Source extract:
=== Section Start ===

CXCL9 Serum Levels in Relation to Thyroid Status of Patients with Graves' Disease

	GD hyperthyroidism	GD euthyroidism	GD hypothyroidism	p
CXCL9, pg/mL	340±285	182±175	195±170	0.015
TSH, μU/mL	0.03±0.07	0.65±1.2	12.1±17.4	<0.001
FT_4, pg/mL	21.7±12.4	9.3±3.9	3.7±2.5	<0.001
FT_3, μU/mL	11.5±7.4	3.9±1.4	2.5±0.8	<0.001
TRAb, IU/mL	36±31	17±15	14±12	<0.001
Degrees of hypervascularity, score units	1.1±0.2	0.7±0.3	0.3±0.4	0.001

GD patients with untreated hyperthyroidism had higher CXCL9 levels than hyperthyroid patients treated with MMI, or euthyroid patients treated with MMI (p=0.001, ANOVA; Fig. 3A). CXCL9 levels were not significantly different in newly diagnosed untreated hyperthyroid patients in comparison with untreated patients with relapse of hyperthyroidism after a previous MMI course (Table 3).

FIG. 3.

Patients with GD with untreated hyperthyroidism (Hyper) had higher CXCL9 (A), CXCL11 (B) levels than hyperthyroid patients treated with MMI (Hyper+MMI), or euthyroid patients treated with MMI (Eu+MMI) (*p<0.05, by Bonferroni-Dunn). The box indicates the lower and upper quartiles and the central line is the median value; the horizontal lines at the end of the vertical lines are the 2.5% and 97.5% values. MMI, methimazole.

=== Section End ===

Dataset content:

=== Section Start ===

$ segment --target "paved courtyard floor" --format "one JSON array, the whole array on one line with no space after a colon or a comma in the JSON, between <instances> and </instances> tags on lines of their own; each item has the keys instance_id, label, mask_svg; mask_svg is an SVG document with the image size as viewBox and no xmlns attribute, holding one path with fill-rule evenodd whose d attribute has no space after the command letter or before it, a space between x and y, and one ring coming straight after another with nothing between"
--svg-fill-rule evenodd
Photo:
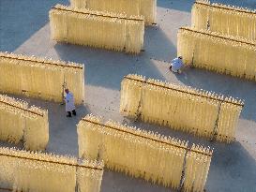
<instances>
[{"instance_id":1,"label":"paved courtyard floor","mask_svg":"<svg viewBox=\"0 0 256 192\"><path fill-rule=\"evenodd\" d=\"M256 8L255 0L218 1ZM88 113L135 125L166 136L188 140L214 148L205 189L207 192L256 191L256 83L201 69L181 75L169 71L176 56L176 34L190 24L191 0L158 0L158 24L145 29L144 50L134 56L123 52L56 43L51 39L48 11L66 0L0 0L0 51L72 61L85 66L85 103L78 116L68 119L65 107L56 103L24 98L30 105L49 110L50 142L47 152L78 155L76 125ZM88 32L89 33L89 32ZM1 70L1 68L0 68ZM182 85L214 91L245 100L238 122L236 140L232 144L210 142L168 127L132 123L119 113L120 81L129 73L144 75ZM43 87L42 87L43 89ZM21 97L16 96L15 97ZM186 117L184 117L186 118ZM10 146L0 143L1 146ZM101 192L167 192L160 185L133 179L123 173L104 172Z\"/></svg>"}]
</instances>

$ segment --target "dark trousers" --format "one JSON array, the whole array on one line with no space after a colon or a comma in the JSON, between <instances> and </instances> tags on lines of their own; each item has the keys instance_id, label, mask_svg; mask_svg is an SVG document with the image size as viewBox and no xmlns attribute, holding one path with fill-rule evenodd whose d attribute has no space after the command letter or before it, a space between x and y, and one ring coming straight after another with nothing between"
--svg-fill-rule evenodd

=== Section End ===

Using the information:
1) Rewrite the paragraph of the CXCL9 excerpt that begins "GD patients with untreated hyperthyroidism" as a short bulleted list that keeps its main facts.
2) Answer these questions from the CXCL9 excerpt, one line each:
(a) According to the table, what is the CXCL9 value in the GD hyperthyroidism group?
(b) According to the figure caption, what does MMI stand for?
(c) According to the figure caption, what does the central line of each box indicate?

Answers:
1)
- Patients with Graves' disease and untreated hyperthyroidism had higher CXCL9 levels than hyperthyroid or euthyroid patients treated with MMI (p=0.001, ANOVA).
- CXCL9 levels did not differ significantly between newly diagnosed untreated hyperthyroid patients and untreated patients whose hyperthyroidism relapsed after a previous MMI course.

2)
(a) 340±285 pg/mL
(b) Methimazole
(c) The median value